Records for the exercise:
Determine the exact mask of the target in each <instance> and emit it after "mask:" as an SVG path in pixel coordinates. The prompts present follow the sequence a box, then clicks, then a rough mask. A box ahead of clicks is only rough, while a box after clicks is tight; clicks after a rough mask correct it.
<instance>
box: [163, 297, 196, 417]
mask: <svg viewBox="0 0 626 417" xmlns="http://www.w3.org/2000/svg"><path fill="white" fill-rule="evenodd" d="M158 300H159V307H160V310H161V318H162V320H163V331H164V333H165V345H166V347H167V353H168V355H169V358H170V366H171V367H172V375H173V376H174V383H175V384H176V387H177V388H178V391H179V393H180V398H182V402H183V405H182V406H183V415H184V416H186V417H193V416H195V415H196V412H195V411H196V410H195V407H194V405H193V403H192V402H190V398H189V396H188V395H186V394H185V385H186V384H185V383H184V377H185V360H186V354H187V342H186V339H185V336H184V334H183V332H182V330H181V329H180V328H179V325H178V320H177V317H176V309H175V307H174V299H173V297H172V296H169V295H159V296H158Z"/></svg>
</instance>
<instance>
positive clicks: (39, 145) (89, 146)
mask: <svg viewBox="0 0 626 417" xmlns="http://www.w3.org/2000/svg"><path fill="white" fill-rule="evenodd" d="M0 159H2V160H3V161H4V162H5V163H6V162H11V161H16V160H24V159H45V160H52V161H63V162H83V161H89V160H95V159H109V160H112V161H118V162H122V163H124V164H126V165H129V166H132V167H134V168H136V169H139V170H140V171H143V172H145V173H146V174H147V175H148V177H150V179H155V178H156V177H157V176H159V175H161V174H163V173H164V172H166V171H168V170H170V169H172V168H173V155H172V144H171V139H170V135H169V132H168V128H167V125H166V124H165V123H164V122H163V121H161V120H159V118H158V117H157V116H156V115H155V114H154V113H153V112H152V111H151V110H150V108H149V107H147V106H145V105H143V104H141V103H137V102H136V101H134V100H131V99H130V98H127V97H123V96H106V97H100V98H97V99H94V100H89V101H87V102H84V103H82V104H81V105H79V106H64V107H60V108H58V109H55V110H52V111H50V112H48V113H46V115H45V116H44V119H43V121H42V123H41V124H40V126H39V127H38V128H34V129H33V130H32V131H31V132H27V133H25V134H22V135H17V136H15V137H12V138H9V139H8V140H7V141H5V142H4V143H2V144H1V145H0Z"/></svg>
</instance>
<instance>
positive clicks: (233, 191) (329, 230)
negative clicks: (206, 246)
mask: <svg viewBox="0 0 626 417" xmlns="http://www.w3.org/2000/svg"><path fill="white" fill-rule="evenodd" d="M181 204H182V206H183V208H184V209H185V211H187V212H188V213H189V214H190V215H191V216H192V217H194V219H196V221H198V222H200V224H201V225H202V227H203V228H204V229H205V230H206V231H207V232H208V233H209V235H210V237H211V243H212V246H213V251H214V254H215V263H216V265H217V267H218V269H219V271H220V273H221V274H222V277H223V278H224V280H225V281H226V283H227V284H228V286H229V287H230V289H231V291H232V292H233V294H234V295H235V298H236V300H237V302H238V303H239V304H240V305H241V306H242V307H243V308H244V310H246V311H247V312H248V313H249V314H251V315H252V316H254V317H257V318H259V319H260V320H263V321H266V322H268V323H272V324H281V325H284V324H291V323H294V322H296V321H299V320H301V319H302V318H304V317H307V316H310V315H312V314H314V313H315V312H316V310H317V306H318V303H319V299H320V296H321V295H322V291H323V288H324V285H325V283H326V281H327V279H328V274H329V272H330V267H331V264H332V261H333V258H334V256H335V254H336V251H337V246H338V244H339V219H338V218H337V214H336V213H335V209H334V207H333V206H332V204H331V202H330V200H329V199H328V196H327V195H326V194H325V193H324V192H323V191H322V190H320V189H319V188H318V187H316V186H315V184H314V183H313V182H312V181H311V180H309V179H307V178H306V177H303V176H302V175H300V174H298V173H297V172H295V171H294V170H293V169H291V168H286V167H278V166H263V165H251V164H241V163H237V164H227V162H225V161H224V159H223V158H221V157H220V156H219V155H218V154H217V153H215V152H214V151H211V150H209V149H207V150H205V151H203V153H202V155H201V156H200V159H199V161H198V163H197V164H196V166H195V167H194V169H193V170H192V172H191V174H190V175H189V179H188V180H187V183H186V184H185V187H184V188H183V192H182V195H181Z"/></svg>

Exercise objective: Above are the records; retype them all without a single difference.

Your response:
Determine the exact mask of the target in each <instance> and emit it after "mask:" as an SVG path in pixel coordinates. The prompts present follow the sequence a box, then clicks, then a rough mask. A box ahead of clicks is only rough, while a box after clicks is tight; clicks after a rough mask correct it.
<instance>
box: [163, 297, 196, 417]
mask: <svg viewBox="0 0 626 417" xmlns="http://www.w3.org/2000/svg"><path fill="white" fill-rule="evenodd" d="M158 300H159V307H160V310H161V318H162V320H163V331H164V333H165V345H166V347H167V353H168V355H169V358H170V366H171V367H172V375H173V376H174V383H175V384H176V387H177V388H178V391H179V393H180V398H182V402H183V405H182V406H183V415H184V416H186V417H193V416H195V415H196V412H195V411H196V410H195V407H194V405H193V403H192V402H190V398H189V396H188V395H186V394H185V385H186V384H185V383H184V377H185V360H186V354H187V342H186V339H185V336H184V334H183V332H182V330H181V329H180V328H179V325H178V320H177V317H176V309H175V307H174V299H173V297H172V296H169V295H159V296H158Z"/></svg>
</instance>
<instance>
positive clicks: (39, 145) (89, 146)
mask: <svg viewBox="0 0 626 417" xmlns="http://www.w3.org/2000/svg"><path fill="white" fill-rule="evenodd" d="M0 159H2V160H3V161H4V162H5V163H6V162H11V161H16V160H24V159H45V160H52V161H63V162H83V161H89V160H95V159H109V160H112V161H118V162H122V163H124V164H126V165H129V166H132V167H134V168H136V169H139V170H140V171H143V172H145V173H146V174H147V175H148V177H150V179H155V178H156V177H157V176H159V175H161V174H163V173H164V172H166V171H168V170H170V169H172V168H173V155H172V144H171V139H170V135H169V132H168V128H167V125H166V124H165V123H164V122H163V121H161V120H159V118H158V117H157V116H156V115H155V114H154V113H153V112H152V111H151V110H150V108H149V107H147V106H145V105H143V104H141V103H137V102H136V101H134V100H131V99H130V98H127V97H123V96H106V97H100V98H97V99H94V100H89V101H87V102H84V103H82V104H81V105H79V106H64V107H60V108H58V109H55V110H52V111H50V112H48V113H46V115H45V116H44V119H43V121H42V123H41V124H40V126H39V127H38V128H34V129H33V130H32V131H31V132H27V133H25V134H22V135H17V136H15V137H12V138H9V139H8V140H7V141H5V142H4V143H2V144H1V145H0Z"/></svg>
</instance>
<instance>
positive clicks: (233, 191) (329, 230)
negative clicks: (206, 246)
mask: <svg viewBox="0 0 626 417" xmlns="http://www.w3.org/2000/svg"><path fill="white" fill-rule="evenodd" d="M181 204H182V206H183V208H184V209H185V211H187V212H188V213H189V214H190V215H191V216H192V217H194V219H196V221H198V222H200V224H201V225H202V227H203V228H204V229H205V230H206V231H207V232H208V233H209V235H210V237H211V243H212V246H213V251H214V254H215V263H216V265H217V267H218V269H219V271H220V273H221V274H222V277H223V278H224V280H225V281H226V283H227V284H228V286H229V287H230V289H231V291H232V292H233V294H234V295H235V298H236V300H237V302H238V303H239V304H240V305H241V306H242V307H243V308H244V310H246V311H247V312H248V313H249V314H251V315H252V316H254V317H257V318H259V319H260V320H263V321H266V322H268V323H272V324H281V325H284V324H291V323H294V322H296V321H299V320H301V319H302V318H304V317H307V316H310V315H312V314H314V313H315V312H316V310H317V306H318V303H319V299H320V296H321V295H322V291H323V288H324V285H325V283H326V281H327V279H328V274H329V272H330V267H331V264H332V261H333V258H334V256H335V254H336V251H337V246H338V244H339V219H338V218H337V214H336V213H335V209H334V207H333V206H332V204H331V202H330V200H329V199H328V196H327V195H326V194H325V193H324V192H323V191H322V190H320V189H319V188H318V187H316V186H315V184H314V183H313V182H312V181H311V180H309V179H307V178H306V177H303V176H302V175H300V174H298V173H297V172H295V171H294V170H293V169H291V168H286V167H278V166H263V165H251V164H241V163H237V164H227V162H225V161H224V159H223V158H221V157H220V156H219V155H218V154H217V153H215V152H214V151H211V150H209V149H207V150H205V151H203V153H202V155H201V156H200V159H199V161H198V163H197V164H196V166H195V167H194V169H193V170H192V172H191V174H190V175H189V179H188V180H187V183H186V184H185V187H184V188H183V192H182V195H181Z"/></svg>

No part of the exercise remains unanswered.